Work to be completed -> Go through the records below and restate each one word for word.
____________
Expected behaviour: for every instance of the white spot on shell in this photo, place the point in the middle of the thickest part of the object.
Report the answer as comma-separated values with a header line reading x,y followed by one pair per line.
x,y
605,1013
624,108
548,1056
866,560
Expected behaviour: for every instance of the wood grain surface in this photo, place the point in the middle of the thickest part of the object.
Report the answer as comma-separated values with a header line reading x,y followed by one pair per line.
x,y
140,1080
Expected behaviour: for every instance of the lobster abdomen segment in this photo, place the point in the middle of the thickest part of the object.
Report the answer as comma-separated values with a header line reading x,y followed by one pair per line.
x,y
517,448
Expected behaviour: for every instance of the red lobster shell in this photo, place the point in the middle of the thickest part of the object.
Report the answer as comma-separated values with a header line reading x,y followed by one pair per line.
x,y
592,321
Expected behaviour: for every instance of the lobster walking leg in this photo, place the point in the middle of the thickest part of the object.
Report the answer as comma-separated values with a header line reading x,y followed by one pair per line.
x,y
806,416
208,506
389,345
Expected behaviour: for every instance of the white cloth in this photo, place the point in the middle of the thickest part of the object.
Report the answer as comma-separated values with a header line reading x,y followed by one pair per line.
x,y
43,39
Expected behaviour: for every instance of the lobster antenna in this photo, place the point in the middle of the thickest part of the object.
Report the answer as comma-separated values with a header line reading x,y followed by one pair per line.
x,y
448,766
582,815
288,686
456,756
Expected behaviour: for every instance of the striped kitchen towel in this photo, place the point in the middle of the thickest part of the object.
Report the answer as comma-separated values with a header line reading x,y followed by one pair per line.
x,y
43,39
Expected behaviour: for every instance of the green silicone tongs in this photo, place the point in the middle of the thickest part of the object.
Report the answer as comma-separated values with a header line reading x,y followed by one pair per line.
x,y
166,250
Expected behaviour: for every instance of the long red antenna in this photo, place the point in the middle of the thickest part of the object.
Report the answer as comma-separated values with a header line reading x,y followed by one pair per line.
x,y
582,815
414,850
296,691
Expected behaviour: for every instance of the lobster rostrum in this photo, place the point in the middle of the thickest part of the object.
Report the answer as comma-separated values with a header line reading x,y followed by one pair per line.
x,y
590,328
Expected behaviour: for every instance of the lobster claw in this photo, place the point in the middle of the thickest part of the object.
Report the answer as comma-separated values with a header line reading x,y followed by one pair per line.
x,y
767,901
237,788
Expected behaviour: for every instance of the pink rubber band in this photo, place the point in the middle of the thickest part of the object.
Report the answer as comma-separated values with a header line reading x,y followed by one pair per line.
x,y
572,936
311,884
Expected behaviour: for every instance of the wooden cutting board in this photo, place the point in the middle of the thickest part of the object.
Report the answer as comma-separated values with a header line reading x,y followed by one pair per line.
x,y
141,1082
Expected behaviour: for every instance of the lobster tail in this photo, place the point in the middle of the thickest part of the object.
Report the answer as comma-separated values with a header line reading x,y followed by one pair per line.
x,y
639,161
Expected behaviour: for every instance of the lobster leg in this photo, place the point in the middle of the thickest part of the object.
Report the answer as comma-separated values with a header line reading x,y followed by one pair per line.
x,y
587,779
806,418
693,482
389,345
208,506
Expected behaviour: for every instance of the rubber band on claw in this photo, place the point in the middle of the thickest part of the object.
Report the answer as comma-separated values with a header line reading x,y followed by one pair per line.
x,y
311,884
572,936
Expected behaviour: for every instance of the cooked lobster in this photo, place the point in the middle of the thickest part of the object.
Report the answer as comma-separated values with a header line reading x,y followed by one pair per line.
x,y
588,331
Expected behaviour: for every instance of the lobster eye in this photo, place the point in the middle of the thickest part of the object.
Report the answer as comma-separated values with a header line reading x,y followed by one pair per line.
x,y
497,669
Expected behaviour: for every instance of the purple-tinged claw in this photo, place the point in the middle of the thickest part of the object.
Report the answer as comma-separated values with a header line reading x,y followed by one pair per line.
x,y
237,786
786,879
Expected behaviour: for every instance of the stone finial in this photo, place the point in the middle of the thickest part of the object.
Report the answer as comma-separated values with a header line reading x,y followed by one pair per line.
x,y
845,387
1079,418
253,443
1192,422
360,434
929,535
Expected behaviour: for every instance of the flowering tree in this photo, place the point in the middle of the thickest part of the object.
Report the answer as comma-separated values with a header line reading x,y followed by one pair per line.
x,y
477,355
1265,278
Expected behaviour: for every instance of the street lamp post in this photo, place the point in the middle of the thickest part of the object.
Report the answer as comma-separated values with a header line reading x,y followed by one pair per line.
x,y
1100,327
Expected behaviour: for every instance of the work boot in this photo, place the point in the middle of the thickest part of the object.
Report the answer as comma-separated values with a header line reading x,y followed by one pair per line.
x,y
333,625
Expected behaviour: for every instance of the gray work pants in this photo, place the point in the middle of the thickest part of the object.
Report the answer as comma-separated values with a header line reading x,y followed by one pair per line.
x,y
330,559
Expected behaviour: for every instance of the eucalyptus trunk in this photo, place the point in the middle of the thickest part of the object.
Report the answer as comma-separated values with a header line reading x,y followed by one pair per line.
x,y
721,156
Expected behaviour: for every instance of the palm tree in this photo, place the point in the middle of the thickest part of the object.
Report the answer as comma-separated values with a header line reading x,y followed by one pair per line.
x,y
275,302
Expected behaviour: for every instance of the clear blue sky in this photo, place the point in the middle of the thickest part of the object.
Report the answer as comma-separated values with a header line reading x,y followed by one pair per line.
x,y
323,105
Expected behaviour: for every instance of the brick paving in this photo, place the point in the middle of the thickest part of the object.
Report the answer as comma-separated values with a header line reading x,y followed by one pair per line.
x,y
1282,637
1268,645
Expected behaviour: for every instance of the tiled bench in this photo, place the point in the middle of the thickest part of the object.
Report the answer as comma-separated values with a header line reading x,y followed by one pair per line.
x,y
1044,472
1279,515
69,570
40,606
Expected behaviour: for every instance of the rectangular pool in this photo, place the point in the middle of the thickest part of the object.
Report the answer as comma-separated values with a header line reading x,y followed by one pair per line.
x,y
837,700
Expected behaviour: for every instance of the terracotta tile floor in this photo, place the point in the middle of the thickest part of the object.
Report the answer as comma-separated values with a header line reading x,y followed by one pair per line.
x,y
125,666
____________
Task output ->
Expected behaviour: for every instance of the white spot on shell in this photo, place the point in the middle of the thickest part of the object.
Report the answer as comma-separated values with a header line reading x,y followed by one pair per line.
x,y
605,1013
624,108
548,1056
866,560
Expected behaviour: for every instance of the wood grain surface in this photo, place the point in the middle of the thickest part of the object.
Report the answer as comma-separated values with a header line reading x,y followed by one pair per line.
x,y
140,1080
Expected behaviour: for every instance of the lobster abdomen segment in this photo, place the point in the middle of the thickest part of the object.
Report the answer as comma-separated values with a header line reading x,y followed by one pair per line.
x,y
517,448
Expected behaviour: for every instance of the red lobster shell in this photo, place the point in the middle of the thickest part of the object.
Report the answer as comma-separated values with a header line reading x,y followed by one pair per line.
x,y
592,321
Expected behaviour: for every instance of the lobster walking leg in this photo, place the point in the middle of the thickest part of the object.
Report the answer as comma-separated values with a header line reading x,y followed by one pair per line.
x,y
806,416
208,506
389,345
Expected behaviour: for every instance of the white cloth in this photo, place the point in the middle of the thickest part of the object.
Report the answer as comma-separated values with a header line reading x,y followed by one pair per line.
x,y
43,39
Expected behaviour: for every instance of the lobster antenna in this photo, place the point in the middle of the thickest part of the object.
Report the answer as comma-separated values with a header line reading x,y followed by one pair per line.
x,y
448,766
582,815
288,686
456,756
Expected behaviour: for every instance of the striped kitchen towel in this photo, place the point in the middle of the thickest part of the object.
Report the answer as comma-separated values with a header line reading x,y followed by one pair per line.
x,y
43,39
Expected behaviour: for every instance of the green silicone tongs in this photo, place the point in the middle of the thickest part of the object.
Report the answer as comma-separated values with a header line reading x,y followed by one pair per line.
x,y
166,250
Expected behaviour: for every instance of the long red antenna in this photo, place the point in the middle of the thickest part of the object.
Report the answer as comma-separated values with a header line reading x,y followed by one pair per line.
x,y
582,815
414,850
296,691
Expected behaviour: for every instance of the lobster rostrum in this photo, place the point in the middle of the thickest part of the object.
Report the answer as comma-separated values with a header line reading x,y followed by one pair per line.
x,y
590,328
Expected behaviour: for every instance of the lobster claw in this photo, place the point in the middle of the thickest part of the object.
Report the answer as comma-separated values with a header line reading x,y followed by one pair per line.
x,y
767,901
237,788
Expected behaviour: for every instance of the pink rubber band in this photo, place the point in the middle of the thickest part of the object.
Report the answer as comma-separated values with a header line reading x,y followed by one pair per line.
x,y
572,936
311,884
Expected behaviour: for every instance of the wooden cutting board in this photo, place the point in the middle of the thickest part of the object.
Report the answer as comma-separated values with a header line reading x,y followed by one pair per line.
x,y
141,1082
Expected behaviour: for every instance of the lobster tail in this photo, place the point in the middle of the thickest part of the object.
Report the answer as comma-separated values with a header line reading x,y followed by one pair per line.
x,y
639,161
Expected behaviour: for every instance of the lobster leg in this photo, place the point in the middle of the thickest part of the object.
Report the answer as comma-separated values with a header line reading x,y followed by one pair per line.
x,y
587,779
806,418
693,482
389,345
208,506
Expected behaviour: for every instance of the rubber band on claw in this photo, place the point in the middle of the thickest part of the object.
Report the answer as comma-separated values with a header line reading x,y followed by one pair per line.
x,y
311,884
572,936
Expected behaviour: for every instance of the cooked lobster in this photo, place the point in the middle of the thickest part of the object.
Report the answer as comma-separated values with a header line reading x,y followed by one pair per line.
x,y
588,331
Expected behaviour: for every instance of the lobster eye in this photo, place the point in the middle of the thickest part of the object.
Report the answer as comma-separated values with a header line reading x,y followed by one pair per line.
x,y
497,669
Expected behaviour: for every instance of the purple-tinged claw in this photo, place the point in the middle of the thickest part of the object.
Report the answer as comma-separated values with a header line reading x,y followed by one pair per line.
x,y
237,786
786,879
Expected behaviour: for every instance of the stone finial in this photo, place the point in the middle of the thickest part of the object.
Report the answer as comma-separated values with a header line reading x,y followed by one pair per line.
x,y
845,387
1079,418
253,443
1192,422
360,434
929,535
Expected behaviour: for every instance of the flowering tree in this photo, place the point in the middle of the thickest part of the object.
Report the answer as comma-separated values with a header line reading x,y followed by one pair per line.
x,y
477,355
1265,278
Expected behaviour: for every instance of the street lamp post in this photo, place the point in the middle of the thickest part of the object.
Report the answer as comma-separated values with a header line reading x,y followed by one pair per line.
x,y
1100,327
Expected behaviour: for every instance of the work boot in this photo, place the point in the middle of the thickest part of the object.
Report the answer as comma-separated values with a header line reading x,y followed by one pair per line.
x,y
333,625
Expected behaviour: for every instance of the gray work pants in this photo, place the point in the middle of the thickest part of the object.
Report the answer as comma-separated values with a header line reading x,y followed by one pair per line.
x,y
330,559
Expected behaviour: for every instance of the eucalyptus trunk in this photo, place the point in the middle of the thickest part of the object.
Report the answer as comma-separated values with a header line reading x,y followed by one pair per line.
x,y
721,156
Expected behaviour: for every instance of the palm tree in this photo, place the point in the middle of the thickest part of the object.
Report the answer as comma-separated values with a header line reading x,y followed by one pair per line.
x,y
275,302
Expected behaviour: for every instance of the clear blue sky in this photo, place the point in the middle of the thickest part of the object.
Report the answer as comma-separated values with a header line reading x,y followed by one pair per line.
x,y
323,105
Expected behaviour: for every instance of the brick paving in this photo, place the point in the middle of the thickest part of the object.
Report the answer as comma-separated values with a header line reading x,y followed by one pair per line.
x,y
1282,637
1268,645
Expected behaviour: for every instance of the tiled bench in this photo, place the point in the middle of the thickest part of the object.
Report the answer as comma-separated values with a header line reading x,y followed by one pair per line.
x,y
1044,472
1279,515
69,570
40,606
Expected behaviour: for every instance of the rectangular pool in this photo, place the point in the middle of the thickest part of the object.
Report the answer as comma-separated values with a header line reading x,y followed by one pair per line.
x,y
837,700
Expected behaviour: for every instance of the terracotta tile floor in this photo, place the point in the middle of the thickest part of the object.
Report the answer as comma-separated values with a header line reading x,y followed by one pair per line.
x,y
125,666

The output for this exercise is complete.